TEXTE D'ÉTUDE >>
Abram Rochfeld (sd, sl). Archives familiales

Abram ROCHFELD
par ses enfants Jacqueline et Arnold Rochfeld

Abram Rochfeld est né à Varsovie, le 29 juillet 1904. Sa famille était très pauvre. Sa mère cuisinait des petits pâtés et des gâteaux, pour aller les vendre dans les rues, mais Abram devait emprunter les souliers d’une de ses sœurs, car il n’en possédait pas. Il était analphabète. Très jeune, il adhéra au parti communiste polonais (KPP). Ce parti fut fondé par Rosa Luxemburg et Leo Jogiches, ainsi que par la section de gauche du Parti socialiste polonais, minoritaire et internationaliste. Il militait pour la proclamation d’un État prolétaire, la disparition de l’État polonais, la collectivisation des terres et la dissolution de l’armée polonaise. Il soutint l’Armée rouge lors de son offensive sur Varsovie. Le parti fut déclaré illégal, mais il adhéra à la Troisième internationale en mars 1919 et prôna le rattachement de l’Ukraine polonaise à l’URSS, ce qui valut à ses militants d’être poursuivis pour activités sécessionnistes.

Abram Rochfeld fait partie de ces militants et est, à ce titre, arrêté et condamné à mort. Vu son jeune âge (il est mineur), sa peine est commuée. Longtemps, nous nous sommes demandé la raison d’être de notre patronyme complet. Nous nous appelons en effet Rochfeld dit Naszel. Notre mère, morte à l’âge de 68 ans, nous a fourni des explications peu convaincantes. En fait, membre d’un parti clandestin, il bénéficiait d’un pseudonyme, Naszel, qu’il transmit à sa descendance, suite à sa condamnation.

Au contact des intellectuels emprisonnés, il apprend à lire et à écrire, acquiert des notions arithmétiques de base et une culture intellectuelle. En mai 1926, le KPP décide de soutenir le coup d’État de Józef Piłsudski, par opposition au gouvernement de droite. Le nouveau président libère alors des membres du parti, dont Abram Rochfeld. Mieux, il les autorise à présenter dans les lycées leur position. Il intervient dans plusieurs d’entre eux, dont celui où était notre mère. À son opposé, elle était d’une famille juive aisée, commerçante ayant pignon sur rue, possédant un immeuble dans une grande rue de Varsovie. Ils eurent le coup de foudre l’un pour l’autre et décidèrent de se marier contre l’avis de leurs familles et de quitter la Pologne pour la France, décision qu’ils mirent à exécution à la fin des années 20. Ils se marièrent à Paris, en juillet 1930.

EXERCICES >>
1. Indiquez si chaque affirmation concorde avec le texte sur Abram Rochfeld, en répondant par oui ou par non et en citant les mots décisifs du texte : (a) Abram Rochfeld savait lire dès l'enfance ; (b) sa condamnation à mort a été commuée en raison de son jeune âge ; (c) son mariage a été célébré à Varsovie.
2. Réécrivez sous forme de liste le paragraphe du texte sur Abram Rochfeld qui commence par « Au contact des intellectuels emprisonnés », en conservant ses faits principaux.

DONNÉES FOURNIES >>
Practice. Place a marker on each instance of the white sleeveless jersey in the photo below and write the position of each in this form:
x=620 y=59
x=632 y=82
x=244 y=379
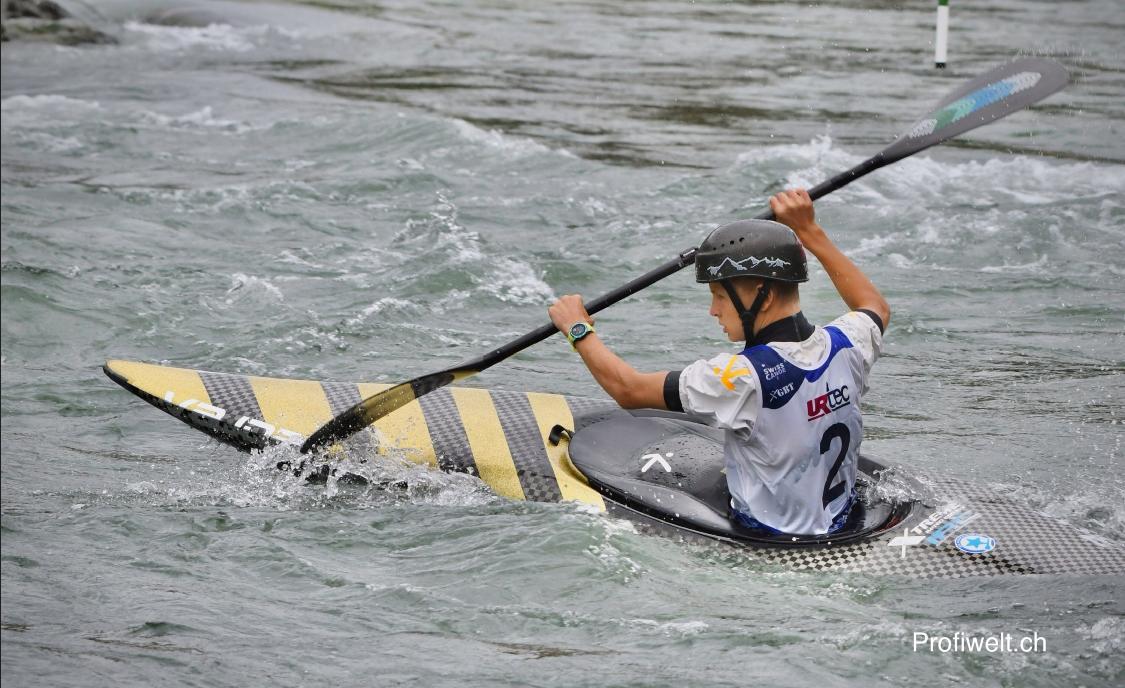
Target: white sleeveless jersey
x=791 y=410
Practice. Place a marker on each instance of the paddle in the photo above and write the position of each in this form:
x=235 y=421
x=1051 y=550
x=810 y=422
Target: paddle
x=987 y=98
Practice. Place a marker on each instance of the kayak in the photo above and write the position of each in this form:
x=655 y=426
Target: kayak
x=660 y=470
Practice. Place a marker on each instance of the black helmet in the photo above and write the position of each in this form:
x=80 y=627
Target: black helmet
x=762 y=249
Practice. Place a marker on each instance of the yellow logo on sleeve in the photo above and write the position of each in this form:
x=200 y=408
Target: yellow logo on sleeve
x=727 y=376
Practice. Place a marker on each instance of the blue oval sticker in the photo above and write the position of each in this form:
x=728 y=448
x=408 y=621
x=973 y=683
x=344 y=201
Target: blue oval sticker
x=974 y=543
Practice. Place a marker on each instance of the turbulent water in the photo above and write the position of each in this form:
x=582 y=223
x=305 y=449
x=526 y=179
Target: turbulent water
x=367 y=191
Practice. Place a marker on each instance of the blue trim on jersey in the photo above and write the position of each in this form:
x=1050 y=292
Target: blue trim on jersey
x=780 y=379
x=838 y=521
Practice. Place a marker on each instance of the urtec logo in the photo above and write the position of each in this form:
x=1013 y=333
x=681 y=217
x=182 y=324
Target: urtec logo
x=827 y=403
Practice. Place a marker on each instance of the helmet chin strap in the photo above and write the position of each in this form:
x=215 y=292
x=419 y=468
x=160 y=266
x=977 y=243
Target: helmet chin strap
x=747 y=315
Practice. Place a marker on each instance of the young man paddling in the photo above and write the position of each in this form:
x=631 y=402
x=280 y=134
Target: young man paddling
x=790 y=400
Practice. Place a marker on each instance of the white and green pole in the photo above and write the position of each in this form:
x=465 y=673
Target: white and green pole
x=943 y=34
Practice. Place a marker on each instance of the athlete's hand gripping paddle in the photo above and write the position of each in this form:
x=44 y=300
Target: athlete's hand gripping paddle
x=984 y=99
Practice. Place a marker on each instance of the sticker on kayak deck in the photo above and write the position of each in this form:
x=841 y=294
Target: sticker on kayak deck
x=974 y=543
x=656 y=459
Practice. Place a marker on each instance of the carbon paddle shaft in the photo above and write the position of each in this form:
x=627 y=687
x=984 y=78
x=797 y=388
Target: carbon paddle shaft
x=686 y=258
x=987 y=98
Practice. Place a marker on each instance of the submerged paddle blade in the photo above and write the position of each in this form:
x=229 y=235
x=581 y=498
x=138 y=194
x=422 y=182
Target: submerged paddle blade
x=377 y=406
x=987 y=98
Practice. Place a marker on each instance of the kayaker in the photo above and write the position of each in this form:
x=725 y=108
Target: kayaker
x=790 y=400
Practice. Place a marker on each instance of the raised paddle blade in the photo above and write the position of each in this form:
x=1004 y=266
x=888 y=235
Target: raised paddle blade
x=377 y=406
x=984 y=99
x=987 y=98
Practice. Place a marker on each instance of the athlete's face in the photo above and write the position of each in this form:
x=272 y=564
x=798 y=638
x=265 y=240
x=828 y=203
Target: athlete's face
x=723 y=309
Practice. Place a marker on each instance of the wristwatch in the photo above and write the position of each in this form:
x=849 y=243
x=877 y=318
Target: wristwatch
x=578 y=331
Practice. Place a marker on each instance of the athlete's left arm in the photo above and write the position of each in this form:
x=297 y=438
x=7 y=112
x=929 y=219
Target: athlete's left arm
x=626 y=385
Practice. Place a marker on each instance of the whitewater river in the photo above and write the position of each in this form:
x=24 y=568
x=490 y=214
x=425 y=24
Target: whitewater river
x=371 y=191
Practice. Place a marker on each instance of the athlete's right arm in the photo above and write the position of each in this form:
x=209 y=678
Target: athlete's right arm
x=794 y=208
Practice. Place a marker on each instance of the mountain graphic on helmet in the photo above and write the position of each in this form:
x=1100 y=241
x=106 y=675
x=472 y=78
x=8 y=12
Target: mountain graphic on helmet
x=762 y=249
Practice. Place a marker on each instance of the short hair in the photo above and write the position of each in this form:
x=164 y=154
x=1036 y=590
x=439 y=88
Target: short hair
x=785 y=291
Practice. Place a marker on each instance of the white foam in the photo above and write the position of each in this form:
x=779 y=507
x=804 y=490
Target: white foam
x=1034 y=266
x=214 y=36
x=241 y=281
x=515 y=282
x=515 y=146
x=46 y=101
x=203 y=117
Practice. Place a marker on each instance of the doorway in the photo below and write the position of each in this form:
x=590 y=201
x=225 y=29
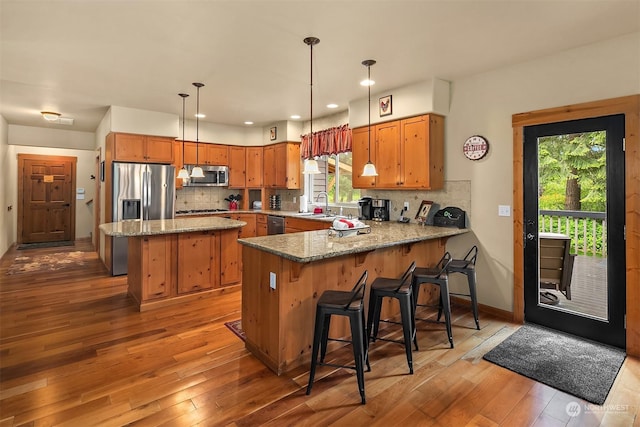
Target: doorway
x=46 y=208
x=574 y=216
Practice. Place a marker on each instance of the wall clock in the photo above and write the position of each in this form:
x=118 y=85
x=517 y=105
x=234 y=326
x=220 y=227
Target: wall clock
x=475 y=147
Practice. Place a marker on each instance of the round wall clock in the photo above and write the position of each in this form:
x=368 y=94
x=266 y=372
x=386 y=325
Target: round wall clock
x=475 y=147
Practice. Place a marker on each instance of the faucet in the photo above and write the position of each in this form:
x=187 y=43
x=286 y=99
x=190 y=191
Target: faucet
x=326 y=200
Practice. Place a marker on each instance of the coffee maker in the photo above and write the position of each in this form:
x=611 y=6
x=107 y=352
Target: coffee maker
x=365 y=208
x=380 y=209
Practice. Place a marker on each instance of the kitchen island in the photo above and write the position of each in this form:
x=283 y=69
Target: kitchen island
x=285 y=274
x=176 y=260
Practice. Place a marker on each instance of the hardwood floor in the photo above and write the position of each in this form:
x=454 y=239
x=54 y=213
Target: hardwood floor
x=75 y=351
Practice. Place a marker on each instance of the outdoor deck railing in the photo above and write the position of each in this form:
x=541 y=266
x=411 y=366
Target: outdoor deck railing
x=588 y=230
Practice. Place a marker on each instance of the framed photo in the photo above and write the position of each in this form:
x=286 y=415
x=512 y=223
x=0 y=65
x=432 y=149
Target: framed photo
x=423 y=212
x=385 y=106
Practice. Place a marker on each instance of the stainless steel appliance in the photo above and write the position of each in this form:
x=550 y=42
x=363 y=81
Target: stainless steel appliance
x=380 y=209
x=275 y=225
x=214 y=176
x=140 y=191
x=365 y=208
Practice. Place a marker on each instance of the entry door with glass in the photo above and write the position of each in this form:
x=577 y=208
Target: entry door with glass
x=574 y=264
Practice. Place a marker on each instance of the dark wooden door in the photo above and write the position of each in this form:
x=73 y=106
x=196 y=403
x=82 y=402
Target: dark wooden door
x=47 y=206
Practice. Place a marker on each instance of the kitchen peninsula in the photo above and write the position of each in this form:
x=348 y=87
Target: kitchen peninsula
x=287 y=274
x=177 y=260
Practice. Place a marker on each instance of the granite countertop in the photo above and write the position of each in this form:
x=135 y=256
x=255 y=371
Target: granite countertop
x=136 y=227
x=316 y=245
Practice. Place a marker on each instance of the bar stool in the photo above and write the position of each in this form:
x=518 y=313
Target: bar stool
x=400 y=289
x=467 y=266
x=351 y=305
x=436 y=275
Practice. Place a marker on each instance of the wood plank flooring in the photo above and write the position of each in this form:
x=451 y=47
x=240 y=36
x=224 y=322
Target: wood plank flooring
x=74 y=351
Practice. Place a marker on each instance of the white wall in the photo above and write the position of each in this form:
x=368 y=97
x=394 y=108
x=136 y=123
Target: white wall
x=483 y=104
x=6 y=218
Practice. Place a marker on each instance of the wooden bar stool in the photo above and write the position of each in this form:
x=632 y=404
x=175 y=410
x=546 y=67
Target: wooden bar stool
x=351 y=305
x=467 y=266
x=436 y=275
x=400 y=289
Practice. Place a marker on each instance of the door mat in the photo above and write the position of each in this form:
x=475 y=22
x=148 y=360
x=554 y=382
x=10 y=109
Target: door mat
x=49 y=262
x=236 y=327
x=44 y=244
x=583 y=368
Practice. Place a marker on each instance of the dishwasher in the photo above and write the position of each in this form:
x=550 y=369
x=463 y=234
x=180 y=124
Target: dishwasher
x=275 y=225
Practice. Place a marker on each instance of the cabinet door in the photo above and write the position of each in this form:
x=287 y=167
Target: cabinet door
x=360 y=156
x=388 y=155
x=254 y=167
x=159 y=150
x=198 y=261
x=216 y=154
x=237 y=167
x=230 y=258
x=129 y=148
x=269 y=164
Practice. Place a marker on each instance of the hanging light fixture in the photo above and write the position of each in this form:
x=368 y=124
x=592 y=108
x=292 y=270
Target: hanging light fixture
x=369 y=168
x=311 y=165
x=197 y=171
x=183 y=173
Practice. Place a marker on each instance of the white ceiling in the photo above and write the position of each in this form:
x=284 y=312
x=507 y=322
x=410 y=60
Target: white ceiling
x=80 y=57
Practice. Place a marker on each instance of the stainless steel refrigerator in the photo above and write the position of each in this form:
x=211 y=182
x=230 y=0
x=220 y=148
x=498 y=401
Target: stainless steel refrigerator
x=140 y=191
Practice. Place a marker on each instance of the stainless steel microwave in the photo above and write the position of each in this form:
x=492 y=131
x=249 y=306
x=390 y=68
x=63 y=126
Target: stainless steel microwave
x=214 y=176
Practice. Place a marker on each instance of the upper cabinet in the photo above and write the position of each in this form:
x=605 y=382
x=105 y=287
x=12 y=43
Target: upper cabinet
x=408 y=154
x=204 y=153
x=237 y=167
x=281 y=164
x=141 y=148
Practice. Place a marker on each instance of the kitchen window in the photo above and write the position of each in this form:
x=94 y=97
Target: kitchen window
x=334 y=179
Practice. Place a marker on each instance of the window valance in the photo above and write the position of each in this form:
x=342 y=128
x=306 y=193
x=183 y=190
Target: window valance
x=326 y=142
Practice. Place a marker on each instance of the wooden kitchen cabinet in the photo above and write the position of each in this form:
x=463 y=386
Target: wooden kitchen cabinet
x=281 y=163
x=198 y=261
x=254 y=161
x=408 y=154
x=127 y=147
x=237 y=167
x=204 y=153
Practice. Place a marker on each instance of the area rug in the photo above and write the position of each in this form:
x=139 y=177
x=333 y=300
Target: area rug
x=49 y=262
x=236 y=328
x=582 y=368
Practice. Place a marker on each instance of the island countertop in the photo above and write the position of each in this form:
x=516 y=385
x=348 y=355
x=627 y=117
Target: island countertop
x=311 y=246
x=133 y=228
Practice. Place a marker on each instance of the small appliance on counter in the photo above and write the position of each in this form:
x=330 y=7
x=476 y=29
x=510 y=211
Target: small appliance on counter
x=380 y=209
x=365 y=209
x=450 y=217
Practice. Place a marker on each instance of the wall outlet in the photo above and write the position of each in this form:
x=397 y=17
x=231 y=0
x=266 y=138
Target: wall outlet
x=272 y=280
x=504 y=210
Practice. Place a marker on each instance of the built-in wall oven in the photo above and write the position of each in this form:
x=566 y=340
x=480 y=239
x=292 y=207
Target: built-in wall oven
x=275 y=224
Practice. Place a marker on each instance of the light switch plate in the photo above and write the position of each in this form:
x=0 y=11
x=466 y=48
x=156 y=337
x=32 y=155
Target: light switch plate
x=272 y=280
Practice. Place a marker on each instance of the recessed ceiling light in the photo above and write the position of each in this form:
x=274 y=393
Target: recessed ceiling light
x=50 y=116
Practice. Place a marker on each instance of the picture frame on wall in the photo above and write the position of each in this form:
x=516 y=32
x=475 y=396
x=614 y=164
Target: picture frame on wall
x=385 y=106
x=423 y=211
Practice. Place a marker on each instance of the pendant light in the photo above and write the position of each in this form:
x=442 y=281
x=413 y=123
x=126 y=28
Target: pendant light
x=197 y=171
x=183 y=173
x=311 y=165
x=369 y=168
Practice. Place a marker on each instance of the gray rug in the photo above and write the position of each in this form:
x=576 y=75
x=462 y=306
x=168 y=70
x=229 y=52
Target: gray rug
x=582 y=368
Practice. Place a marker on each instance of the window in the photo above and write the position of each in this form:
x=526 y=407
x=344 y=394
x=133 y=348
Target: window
x=334 y=179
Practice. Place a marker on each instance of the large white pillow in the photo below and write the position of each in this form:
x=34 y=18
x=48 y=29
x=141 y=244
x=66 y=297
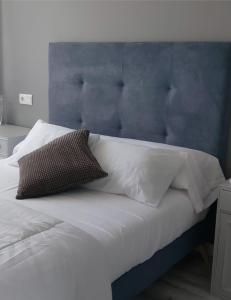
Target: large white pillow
x=141 y=173
x=200 y=175
x=41 y=134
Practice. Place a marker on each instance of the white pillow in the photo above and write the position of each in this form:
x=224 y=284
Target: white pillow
x=141 y=173
x=41 y=134
x=200 y=174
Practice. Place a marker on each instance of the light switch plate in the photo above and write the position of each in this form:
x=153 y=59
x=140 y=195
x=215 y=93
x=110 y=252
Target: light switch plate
x=25 y=99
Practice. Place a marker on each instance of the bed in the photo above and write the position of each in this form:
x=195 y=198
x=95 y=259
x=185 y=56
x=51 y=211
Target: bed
x=170 y=93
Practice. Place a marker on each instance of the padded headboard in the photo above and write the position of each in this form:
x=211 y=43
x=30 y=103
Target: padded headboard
x=174 y=93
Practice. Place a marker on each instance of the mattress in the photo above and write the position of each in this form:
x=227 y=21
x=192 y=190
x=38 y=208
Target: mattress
x=129 y=231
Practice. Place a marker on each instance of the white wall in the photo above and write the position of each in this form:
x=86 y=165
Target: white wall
x=28 y=27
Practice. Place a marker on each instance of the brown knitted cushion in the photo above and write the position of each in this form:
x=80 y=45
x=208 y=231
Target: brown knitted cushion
x=59 y=165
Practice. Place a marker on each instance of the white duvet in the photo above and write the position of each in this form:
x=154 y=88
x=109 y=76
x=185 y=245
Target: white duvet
x=73 y=245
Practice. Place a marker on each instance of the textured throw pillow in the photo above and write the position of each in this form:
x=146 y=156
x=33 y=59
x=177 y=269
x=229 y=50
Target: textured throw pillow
x=64 y=163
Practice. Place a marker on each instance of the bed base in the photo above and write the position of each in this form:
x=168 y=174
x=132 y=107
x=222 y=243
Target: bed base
x=140 y=277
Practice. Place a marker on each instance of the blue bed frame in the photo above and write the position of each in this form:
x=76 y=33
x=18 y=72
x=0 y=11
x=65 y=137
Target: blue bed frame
x=174 y=93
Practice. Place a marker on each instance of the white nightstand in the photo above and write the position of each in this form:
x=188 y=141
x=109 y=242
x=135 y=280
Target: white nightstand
x=221 y=277
x=10 y=136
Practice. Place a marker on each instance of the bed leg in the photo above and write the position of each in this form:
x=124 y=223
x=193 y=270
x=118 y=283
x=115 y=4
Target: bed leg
x=205 y=251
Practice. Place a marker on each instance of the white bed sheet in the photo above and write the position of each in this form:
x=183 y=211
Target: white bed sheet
x=130 y=232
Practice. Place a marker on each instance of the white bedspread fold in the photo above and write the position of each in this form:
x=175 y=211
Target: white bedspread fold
x=42 y=257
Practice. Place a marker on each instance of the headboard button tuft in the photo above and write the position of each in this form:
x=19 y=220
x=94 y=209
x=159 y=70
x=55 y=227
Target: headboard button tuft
x=120 y=83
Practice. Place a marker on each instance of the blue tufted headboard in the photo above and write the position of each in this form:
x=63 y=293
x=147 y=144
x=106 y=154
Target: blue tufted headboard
x=175 y=93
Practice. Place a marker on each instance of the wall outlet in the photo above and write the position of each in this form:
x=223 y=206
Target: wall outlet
x=25 y=99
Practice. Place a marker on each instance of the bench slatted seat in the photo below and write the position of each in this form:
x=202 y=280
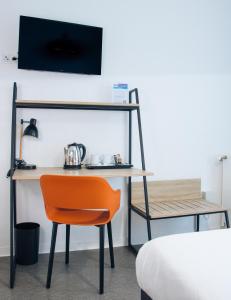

CORRIGÉ >>
1.
(a) Non : « Il était analphabète. »
(b) Oui : « Vu son jeune âge (il est mineur), sa peine est commuée. »
(c) Non : « Ils se marièrent à Paris, en juillet 1930. »

2.
- En prison, au contact des intellectuels, Abram Rochfeld apprend à lire et à écrire. Il acquiert aussi des bases d'arithmétique et une culture intellectuelle.
- En mai 1926, le KPP soutient le coup d'État de Józef Piłsudski, par opposition au gouvernement de droite.
- Le nouveau président libère des membres du parti, dont Abram Rochfeld, et les autorise à présenter leur position dans les lycées.
- Abram Rochfeld intervient dans plusieurs lycées, dont celui de sa future épouse.
- Celle-ci est issue d'une famille juive aisée de commerçants, propriétaire d'un immeuble dans une grande rue de Varsovie.
- C'est le coup de foudre. Contre l'avis de leurs familles, ils décident de se marier et de quitter la Pologne pour la France, ce qu'ils font à la fin des années 20.
- Ils se marient à Paris en juillet 1930.